▶ To do: Update the data by replacing "walkway" with "path" wherever it occurs, leaving everything else unchanged.

▶ Supplied data:
☆ ☆ ☆
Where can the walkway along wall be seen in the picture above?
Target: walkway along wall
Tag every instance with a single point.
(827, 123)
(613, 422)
☆ ☆ ☆
▶ Complete answer:
Where can the path along wall be seen in the picture above?
Target: path along wall
Tag every instance with a single point.
(827, 123)
(613, 422)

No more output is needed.